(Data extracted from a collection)
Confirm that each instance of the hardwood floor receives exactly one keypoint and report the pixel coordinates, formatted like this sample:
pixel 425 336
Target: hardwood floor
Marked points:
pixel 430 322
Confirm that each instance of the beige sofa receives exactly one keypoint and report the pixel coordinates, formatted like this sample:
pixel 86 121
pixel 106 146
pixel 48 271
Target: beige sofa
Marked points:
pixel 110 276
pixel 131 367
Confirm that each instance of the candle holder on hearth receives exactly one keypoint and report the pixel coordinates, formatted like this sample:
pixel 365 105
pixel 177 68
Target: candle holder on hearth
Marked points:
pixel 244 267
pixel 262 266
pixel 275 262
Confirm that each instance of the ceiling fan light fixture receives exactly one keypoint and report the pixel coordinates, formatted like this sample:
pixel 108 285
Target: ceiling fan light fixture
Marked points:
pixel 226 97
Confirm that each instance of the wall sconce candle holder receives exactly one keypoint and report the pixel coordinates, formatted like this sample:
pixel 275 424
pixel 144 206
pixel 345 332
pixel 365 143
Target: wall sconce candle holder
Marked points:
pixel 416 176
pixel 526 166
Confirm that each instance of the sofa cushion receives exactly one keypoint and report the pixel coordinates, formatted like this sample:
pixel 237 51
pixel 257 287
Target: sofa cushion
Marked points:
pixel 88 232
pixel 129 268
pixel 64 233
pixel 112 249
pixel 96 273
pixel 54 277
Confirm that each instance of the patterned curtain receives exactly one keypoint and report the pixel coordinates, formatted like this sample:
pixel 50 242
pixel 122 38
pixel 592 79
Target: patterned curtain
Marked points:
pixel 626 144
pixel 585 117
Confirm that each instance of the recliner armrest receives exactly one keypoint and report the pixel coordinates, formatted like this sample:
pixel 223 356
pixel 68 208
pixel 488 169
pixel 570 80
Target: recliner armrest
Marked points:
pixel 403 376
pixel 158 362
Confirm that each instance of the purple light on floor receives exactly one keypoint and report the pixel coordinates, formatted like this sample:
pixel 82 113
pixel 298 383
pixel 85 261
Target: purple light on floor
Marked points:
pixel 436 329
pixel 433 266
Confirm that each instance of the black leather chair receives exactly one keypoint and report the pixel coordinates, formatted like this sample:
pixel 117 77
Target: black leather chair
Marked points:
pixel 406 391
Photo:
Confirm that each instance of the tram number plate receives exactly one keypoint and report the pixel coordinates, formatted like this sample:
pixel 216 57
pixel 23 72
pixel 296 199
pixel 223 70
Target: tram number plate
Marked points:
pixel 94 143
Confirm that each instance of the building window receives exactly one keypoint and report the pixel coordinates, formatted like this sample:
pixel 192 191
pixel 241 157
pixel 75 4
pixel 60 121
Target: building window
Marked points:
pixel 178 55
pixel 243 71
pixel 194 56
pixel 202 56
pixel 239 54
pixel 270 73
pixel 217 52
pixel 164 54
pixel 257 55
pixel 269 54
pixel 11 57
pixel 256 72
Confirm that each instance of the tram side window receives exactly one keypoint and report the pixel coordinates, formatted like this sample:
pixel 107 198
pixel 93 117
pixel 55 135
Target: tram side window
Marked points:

§ **WHAT TO PRODUCE**
Copy the lines above that hold the word "beige".

§ **RESPONSE**
Confirm that each instance of the beige sofa receives exactly one keypoint and report the pixel coordinates, formatted like this sample:
Target: beige sofa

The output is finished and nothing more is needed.